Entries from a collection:
--------------------------------------------------

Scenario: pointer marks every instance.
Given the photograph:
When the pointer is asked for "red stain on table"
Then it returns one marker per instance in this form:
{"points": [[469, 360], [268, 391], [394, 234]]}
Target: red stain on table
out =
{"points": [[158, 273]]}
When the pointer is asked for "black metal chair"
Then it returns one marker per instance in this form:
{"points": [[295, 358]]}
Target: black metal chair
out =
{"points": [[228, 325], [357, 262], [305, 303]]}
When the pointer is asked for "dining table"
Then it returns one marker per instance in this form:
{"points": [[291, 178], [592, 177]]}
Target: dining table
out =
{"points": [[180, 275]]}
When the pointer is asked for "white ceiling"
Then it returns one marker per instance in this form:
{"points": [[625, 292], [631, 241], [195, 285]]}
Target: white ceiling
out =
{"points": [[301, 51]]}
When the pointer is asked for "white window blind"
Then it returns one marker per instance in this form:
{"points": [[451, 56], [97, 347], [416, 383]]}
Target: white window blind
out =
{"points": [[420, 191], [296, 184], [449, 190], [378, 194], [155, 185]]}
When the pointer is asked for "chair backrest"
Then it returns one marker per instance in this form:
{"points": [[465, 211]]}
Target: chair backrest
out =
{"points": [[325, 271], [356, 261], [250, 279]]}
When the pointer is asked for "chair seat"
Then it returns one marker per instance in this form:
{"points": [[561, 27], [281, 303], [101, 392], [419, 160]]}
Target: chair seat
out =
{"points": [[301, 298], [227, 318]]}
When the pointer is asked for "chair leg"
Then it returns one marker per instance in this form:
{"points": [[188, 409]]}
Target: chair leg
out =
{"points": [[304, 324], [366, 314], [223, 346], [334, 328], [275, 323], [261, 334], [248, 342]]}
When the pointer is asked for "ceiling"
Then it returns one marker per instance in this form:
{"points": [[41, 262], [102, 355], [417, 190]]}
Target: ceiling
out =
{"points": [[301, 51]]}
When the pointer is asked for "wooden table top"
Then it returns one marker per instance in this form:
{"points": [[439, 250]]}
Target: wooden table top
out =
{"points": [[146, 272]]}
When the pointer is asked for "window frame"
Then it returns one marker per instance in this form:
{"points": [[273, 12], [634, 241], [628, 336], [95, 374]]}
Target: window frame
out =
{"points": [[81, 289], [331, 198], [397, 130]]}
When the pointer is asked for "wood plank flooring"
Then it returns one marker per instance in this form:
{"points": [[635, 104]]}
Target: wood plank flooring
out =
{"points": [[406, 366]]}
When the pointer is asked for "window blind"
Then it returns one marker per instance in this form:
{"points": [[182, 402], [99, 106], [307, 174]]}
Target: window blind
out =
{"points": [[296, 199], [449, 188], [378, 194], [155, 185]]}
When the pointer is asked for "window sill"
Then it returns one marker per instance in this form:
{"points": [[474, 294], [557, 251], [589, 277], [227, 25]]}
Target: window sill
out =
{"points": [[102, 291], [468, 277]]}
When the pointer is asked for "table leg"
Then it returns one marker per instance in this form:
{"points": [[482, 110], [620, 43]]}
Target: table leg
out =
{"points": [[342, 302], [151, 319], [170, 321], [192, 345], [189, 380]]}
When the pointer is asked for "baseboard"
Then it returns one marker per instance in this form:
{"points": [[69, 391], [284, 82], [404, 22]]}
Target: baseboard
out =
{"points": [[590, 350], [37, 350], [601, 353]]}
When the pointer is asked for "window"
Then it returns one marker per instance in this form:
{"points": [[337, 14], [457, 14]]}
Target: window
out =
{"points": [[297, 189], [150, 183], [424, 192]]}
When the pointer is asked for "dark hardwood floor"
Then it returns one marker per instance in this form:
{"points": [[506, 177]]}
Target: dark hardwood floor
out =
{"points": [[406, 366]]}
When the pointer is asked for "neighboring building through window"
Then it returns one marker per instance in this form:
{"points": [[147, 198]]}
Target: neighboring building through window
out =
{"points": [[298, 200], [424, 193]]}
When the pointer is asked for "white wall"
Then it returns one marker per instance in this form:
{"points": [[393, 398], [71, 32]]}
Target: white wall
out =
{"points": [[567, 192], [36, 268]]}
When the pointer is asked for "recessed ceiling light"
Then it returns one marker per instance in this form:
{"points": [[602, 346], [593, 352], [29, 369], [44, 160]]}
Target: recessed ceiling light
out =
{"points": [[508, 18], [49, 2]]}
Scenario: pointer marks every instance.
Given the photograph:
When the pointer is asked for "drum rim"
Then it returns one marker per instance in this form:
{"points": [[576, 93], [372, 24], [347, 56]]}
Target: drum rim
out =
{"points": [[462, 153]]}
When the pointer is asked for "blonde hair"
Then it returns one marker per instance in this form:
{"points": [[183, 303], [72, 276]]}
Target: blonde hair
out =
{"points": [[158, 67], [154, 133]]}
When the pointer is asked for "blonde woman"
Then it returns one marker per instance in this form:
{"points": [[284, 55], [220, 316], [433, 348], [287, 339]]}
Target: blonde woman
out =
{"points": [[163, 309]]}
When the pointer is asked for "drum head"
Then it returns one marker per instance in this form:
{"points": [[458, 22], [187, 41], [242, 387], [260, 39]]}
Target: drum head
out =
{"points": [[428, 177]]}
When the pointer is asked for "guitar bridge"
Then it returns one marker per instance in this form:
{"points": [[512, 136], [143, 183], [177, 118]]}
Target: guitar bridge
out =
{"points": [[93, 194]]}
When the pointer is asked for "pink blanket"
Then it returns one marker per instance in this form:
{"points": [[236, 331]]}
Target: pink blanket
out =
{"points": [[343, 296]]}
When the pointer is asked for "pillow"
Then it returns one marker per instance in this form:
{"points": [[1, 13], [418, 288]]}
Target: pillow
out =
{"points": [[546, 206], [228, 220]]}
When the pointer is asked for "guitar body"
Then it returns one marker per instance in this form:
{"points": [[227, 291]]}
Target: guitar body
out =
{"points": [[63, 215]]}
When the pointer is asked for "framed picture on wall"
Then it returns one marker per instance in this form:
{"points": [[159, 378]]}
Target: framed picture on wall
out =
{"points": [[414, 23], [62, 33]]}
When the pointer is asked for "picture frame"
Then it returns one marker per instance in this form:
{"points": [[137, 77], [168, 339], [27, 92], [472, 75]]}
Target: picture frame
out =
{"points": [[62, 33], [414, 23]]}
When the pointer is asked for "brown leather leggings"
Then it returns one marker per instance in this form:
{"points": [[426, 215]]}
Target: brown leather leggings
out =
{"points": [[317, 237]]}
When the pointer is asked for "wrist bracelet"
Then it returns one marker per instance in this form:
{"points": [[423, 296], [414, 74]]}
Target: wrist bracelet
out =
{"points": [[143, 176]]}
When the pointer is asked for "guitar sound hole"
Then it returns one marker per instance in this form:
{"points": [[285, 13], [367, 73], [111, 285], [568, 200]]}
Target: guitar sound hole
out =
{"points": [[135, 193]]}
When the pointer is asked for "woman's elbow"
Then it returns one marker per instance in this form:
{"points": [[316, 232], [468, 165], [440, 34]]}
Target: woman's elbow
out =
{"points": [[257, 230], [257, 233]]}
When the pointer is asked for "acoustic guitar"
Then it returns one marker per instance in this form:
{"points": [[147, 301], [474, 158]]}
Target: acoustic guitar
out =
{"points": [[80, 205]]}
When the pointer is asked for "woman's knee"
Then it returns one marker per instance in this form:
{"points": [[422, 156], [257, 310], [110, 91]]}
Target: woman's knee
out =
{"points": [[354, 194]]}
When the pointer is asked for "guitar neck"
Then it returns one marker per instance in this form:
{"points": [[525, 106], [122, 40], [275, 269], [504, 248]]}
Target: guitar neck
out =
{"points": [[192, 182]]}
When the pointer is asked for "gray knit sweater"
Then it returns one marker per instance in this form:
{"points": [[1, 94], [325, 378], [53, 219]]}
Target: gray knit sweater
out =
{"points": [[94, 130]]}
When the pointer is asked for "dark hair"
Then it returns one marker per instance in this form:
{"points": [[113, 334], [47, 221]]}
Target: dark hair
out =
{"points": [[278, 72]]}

--------------------------------------------------

## SHORT PROBLEM
Gather every line of the records above that contains the word "knit", treating uppercase and lowercase as different.

## RESULT OF THE TASK
When the pointer is asked for "gray knit sweater"
Target: gray knit sweater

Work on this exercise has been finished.